start Material provided
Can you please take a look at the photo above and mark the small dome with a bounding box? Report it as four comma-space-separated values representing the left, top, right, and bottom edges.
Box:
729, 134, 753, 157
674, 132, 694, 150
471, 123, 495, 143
end Material provided
- **Task statement**
Pick out each line of the listing above that contains the word "small", and copy every such line in full.

- **Output for this exercise**
Can you please take a look at the photo above and mark the small dome with a bounding box? Report it as four comma-space-separated values representing the left, top, right, and bottom edges.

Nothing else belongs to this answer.